Exercise: Select all lines holding the word "below" from the entries that follow.

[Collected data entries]
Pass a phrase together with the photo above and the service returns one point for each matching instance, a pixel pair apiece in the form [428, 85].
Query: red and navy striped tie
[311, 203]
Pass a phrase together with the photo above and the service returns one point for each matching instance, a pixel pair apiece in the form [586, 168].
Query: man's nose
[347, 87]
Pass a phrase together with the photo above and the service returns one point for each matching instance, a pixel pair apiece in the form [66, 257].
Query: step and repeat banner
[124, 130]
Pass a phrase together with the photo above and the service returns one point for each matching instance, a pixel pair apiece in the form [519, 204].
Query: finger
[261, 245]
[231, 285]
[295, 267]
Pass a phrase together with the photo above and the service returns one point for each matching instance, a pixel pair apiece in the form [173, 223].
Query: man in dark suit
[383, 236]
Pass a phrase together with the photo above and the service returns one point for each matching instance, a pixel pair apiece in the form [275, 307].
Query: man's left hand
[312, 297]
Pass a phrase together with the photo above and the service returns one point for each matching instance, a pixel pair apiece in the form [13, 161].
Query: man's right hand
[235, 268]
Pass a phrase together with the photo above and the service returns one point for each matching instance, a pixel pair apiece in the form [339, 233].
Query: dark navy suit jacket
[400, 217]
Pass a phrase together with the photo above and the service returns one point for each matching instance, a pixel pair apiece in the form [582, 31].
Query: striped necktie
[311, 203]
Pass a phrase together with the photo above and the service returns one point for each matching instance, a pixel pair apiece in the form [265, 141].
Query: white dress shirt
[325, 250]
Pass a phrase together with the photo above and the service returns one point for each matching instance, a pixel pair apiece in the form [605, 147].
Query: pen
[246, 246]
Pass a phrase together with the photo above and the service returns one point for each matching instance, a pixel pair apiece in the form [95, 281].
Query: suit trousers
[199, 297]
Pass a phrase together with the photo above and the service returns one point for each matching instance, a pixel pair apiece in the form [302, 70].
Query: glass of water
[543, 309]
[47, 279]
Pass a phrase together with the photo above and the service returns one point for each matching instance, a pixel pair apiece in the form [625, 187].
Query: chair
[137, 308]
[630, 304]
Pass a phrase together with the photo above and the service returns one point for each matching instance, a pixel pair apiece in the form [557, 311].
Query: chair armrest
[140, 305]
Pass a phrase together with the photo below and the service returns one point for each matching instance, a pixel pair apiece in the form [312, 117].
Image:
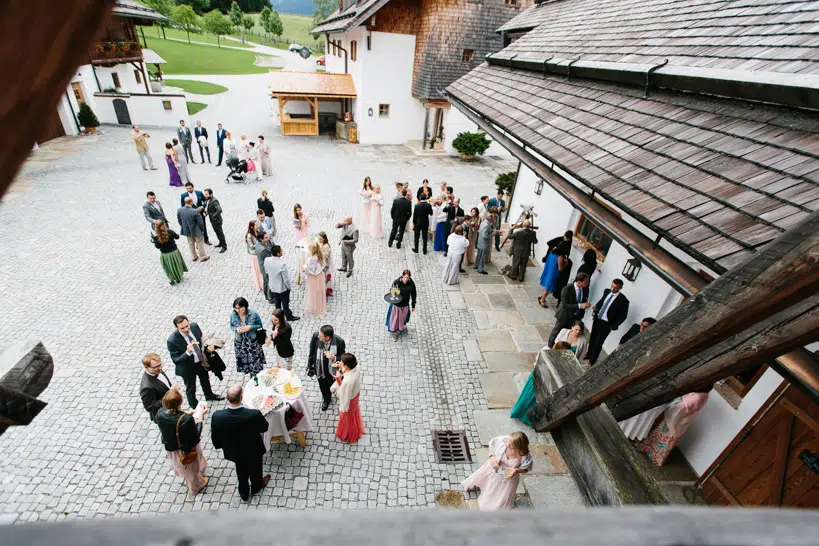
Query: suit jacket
[198, 202]
[238, 433]
[214, 210]
[184, 135]
[151, 391]
[178, 347]
[341, 347]
[151, 214]
[522, 240]
[401, 210]
[421, 214]
[278, 277]
[618, 310]
[569, 309]
[191, 222]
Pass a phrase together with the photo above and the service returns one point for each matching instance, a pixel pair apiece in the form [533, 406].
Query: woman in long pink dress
[376, 223]
[316, 299]
[250, 241]
[499, 476]
[300, 223]
[350, 426]
[366, 193]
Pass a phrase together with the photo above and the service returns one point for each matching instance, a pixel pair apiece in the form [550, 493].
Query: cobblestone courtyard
[80, 275]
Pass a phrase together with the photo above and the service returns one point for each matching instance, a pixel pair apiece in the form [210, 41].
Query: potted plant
[469, 144]
[505, 181]
[88, 118]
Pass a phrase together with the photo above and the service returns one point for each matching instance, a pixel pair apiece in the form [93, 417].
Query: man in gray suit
[278, 282]
[153, 211]
[185, 139]
[193, 227]
[483, 243]
[349, 238]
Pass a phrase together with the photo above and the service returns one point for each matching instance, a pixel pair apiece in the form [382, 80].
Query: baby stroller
[238, 170]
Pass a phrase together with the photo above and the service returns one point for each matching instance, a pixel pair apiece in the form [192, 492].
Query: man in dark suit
[200, 131]
[237, 431]
[198, 203]
[214, 211]
[609, 313]
[154, 384]
[522, 241]
[574, 300]
[221, 135]
[185, 139]
[326, 348]
[453, 211]
[400, 213]
[152, 209]
[184, 344]
[420, 221]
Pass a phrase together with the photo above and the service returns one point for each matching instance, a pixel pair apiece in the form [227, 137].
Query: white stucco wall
[455, 122]
[144, 109]
[382, 75]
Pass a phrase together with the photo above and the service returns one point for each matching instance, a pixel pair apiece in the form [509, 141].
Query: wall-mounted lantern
[632, 269]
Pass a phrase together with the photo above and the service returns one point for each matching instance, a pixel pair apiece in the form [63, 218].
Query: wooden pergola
[310, 87]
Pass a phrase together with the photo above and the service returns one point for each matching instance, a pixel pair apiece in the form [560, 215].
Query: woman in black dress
[280, 336]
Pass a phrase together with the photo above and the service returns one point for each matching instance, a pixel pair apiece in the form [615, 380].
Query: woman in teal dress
[526, 400]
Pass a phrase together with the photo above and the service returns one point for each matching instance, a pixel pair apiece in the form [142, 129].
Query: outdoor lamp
[631, 269]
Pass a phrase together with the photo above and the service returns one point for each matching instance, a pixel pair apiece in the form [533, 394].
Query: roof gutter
[797, 90]
[798, 367]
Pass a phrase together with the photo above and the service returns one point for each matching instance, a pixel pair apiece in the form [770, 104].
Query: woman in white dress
[457, 246]
[376, 222]
[498, 478]
[366, 193]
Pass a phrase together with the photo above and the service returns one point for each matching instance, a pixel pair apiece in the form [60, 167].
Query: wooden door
[774, 462]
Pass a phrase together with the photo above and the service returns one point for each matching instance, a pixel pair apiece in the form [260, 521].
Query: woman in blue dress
[555, 261]
[527, 400]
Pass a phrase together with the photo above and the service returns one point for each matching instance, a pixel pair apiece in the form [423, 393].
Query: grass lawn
[194, 107]
[182, 35]
[200, 59]
[296, 30]
[197, 87]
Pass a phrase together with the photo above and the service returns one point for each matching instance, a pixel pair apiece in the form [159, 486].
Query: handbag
[185, 458]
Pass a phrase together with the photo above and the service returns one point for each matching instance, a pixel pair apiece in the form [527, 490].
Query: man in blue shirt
[500, 203]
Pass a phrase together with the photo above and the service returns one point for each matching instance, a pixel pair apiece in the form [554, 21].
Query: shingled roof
[718, 177]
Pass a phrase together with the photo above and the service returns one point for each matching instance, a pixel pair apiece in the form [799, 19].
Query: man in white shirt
[609, 313]
[278, 282]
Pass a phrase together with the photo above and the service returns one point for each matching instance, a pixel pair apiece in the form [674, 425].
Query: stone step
[552, 492]
[496, 422]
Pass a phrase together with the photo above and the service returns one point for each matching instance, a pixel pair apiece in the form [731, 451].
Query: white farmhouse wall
[455, 122]
[145, 110]
[382, 75]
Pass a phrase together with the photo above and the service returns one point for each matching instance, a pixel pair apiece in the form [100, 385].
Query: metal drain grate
[451, 446]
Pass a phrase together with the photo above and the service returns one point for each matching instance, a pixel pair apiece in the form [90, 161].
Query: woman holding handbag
[181, 434]
[248, 337]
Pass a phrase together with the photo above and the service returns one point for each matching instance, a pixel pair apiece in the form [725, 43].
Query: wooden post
[783, 274]
[796, 326]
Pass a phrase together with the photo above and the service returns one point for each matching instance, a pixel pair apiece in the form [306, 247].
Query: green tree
[199, 6]
[323, 9]
[217, 24]
[162, 7]
[236, 14]
[273, 25]
[185, 17]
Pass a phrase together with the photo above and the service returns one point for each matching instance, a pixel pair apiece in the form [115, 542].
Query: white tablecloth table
[278, 426]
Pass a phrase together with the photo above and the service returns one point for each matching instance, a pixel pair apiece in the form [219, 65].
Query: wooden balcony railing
[115, 51]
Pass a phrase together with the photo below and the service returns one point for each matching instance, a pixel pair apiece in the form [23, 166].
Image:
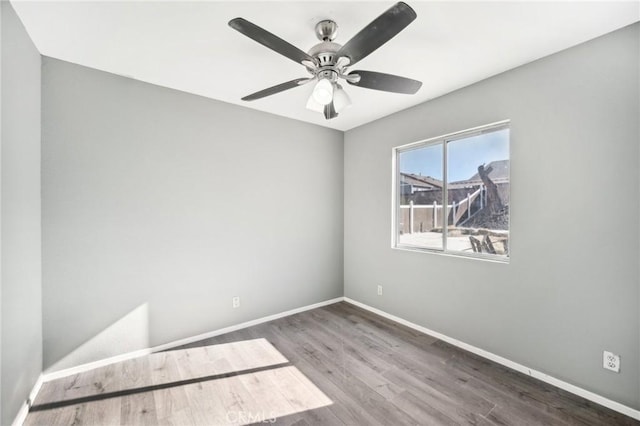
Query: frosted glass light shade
[323, 92]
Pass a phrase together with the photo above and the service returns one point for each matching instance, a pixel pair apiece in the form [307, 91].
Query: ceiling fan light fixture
[323, 92]
[314, 105]
[341, 99]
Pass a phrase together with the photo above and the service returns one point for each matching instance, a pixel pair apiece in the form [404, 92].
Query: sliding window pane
[478, 193]
[420, 195]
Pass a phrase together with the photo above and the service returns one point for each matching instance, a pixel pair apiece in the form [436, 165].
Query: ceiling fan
[328, 62]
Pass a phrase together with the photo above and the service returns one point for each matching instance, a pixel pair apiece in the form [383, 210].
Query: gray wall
[21, 344]
[160, 206]
[571, 289]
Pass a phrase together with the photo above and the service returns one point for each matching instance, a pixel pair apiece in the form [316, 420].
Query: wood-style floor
[330, 366]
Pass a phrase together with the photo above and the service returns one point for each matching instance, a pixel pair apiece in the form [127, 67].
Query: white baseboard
[616, 406]
[24, 409]
[135, 354]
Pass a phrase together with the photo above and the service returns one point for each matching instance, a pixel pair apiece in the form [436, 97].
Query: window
[452, 193]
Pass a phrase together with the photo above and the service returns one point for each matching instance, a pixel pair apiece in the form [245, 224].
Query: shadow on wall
[128, 334]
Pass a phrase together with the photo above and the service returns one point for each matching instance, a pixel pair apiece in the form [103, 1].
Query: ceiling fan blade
[277, 89]
[269, 40]
[378, 32]
[330, 111]
[385, 82]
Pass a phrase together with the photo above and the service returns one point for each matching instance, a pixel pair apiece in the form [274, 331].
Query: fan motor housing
[325, 52]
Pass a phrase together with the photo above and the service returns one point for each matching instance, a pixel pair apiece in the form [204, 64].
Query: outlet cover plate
[611, 361]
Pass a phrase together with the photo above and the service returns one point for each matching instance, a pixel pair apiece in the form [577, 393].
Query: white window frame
[396, 193]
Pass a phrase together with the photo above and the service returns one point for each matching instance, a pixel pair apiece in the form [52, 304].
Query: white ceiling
[189, 46]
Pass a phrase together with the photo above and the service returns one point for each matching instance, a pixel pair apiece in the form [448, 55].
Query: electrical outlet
[611, 361]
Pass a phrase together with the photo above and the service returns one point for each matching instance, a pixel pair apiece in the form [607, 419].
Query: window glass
[465, 213]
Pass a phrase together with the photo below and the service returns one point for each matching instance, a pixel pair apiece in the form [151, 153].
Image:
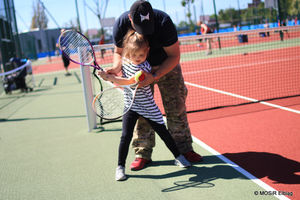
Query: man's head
[141, 17]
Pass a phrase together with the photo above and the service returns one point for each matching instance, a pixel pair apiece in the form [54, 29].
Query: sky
[63, 11]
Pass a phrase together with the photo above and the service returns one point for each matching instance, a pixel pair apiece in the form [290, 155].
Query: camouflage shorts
[174, 93]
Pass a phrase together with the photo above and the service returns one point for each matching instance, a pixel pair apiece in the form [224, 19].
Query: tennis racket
[73, 43]
[114, 102]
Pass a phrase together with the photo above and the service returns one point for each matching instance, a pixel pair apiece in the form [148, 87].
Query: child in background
[136, 49]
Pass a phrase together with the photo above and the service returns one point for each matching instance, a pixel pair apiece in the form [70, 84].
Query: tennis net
[243, 67]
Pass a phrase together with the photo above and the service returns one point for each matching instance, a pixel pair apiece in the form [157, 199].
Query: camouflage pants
[174, 93]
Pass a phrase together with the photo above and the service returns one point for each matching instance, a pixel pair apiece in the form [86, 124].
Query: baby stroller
[16, 80]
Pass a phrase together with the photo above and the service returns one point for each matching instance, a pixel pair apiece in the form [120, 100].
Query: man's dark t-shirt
[164, 35]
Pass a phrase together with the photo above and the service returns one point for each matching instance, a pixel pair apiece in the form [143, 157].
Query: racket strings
[74, 43]
[114, 102]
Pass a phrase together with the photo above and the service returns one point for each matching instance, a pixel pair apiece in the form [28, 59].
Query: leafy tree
[187, 3]
[39, 19]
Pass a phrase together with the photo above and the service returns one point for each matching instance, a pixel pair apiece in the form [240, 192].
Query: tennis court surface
[250, 145]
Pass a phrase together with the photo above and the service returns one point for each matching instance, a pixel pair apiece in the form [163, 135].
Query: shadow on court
[259, 164]
[203, 175]
[262, 164]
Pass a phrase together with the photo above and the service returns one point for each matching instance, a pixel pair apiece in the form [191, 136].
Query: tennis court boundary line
[241, 66]
[239, 169]
[243, 97]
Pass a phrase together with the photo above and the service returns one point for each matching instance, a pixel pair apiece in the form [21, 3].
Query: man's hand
[111, 70]
[148, 79]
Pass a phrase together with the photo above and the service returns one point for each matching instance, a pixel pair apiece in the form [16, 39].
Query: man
[164, 56]
[206, 30]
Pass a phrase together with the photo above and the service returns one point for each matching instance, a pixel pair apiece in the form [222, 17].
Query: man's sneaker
[193, 156]
[139, 163]
[120, 173]
[182, 162]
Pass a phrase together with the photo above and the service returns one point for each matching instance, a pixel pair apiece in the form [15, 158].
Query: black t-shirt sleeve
[120, 29]
[169, 33]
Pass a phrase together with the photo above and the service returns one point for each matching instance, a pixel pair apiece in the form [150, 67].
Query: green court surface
[46, 152]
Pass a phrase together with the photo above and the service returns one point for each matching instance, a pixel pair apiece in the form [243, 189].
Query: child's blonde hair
[133, 42]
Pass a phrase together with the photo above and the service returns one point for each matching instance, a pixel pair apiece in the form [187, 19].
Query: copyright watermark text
[272, 193]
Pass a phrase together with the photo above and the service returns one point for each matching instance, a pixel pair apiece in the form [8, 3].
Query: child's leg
[129, 120]
[164, 134]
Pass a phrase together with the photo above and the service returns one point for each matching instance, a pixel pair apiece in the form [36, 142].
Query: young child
[135, 53]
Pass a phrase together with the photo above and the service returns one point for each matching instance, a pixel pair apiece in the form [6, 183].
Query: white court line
[241, 66]
[243, 97]
[226, 160]
[240, 170]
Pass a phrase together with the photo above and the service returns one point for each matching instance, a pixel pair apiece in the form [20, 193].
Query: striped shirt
[143, 103]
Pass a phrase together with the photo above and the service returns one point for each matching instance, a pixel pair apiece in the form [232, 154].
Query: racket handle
[139, 76]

Solution to the problem:
Pass a phrase together with the photo below and the service returns one point for each matching instance, a pixel pair apiece in the form [312, 117].
Pass a phrase together with the photo below and the service returns one point for each matching instance, a pixel pair apiece in the form [23, 166].
Pass a phrase together with the photo below and the service returns one point for each matching instance, a pixel pair apiece in the form [151, 153].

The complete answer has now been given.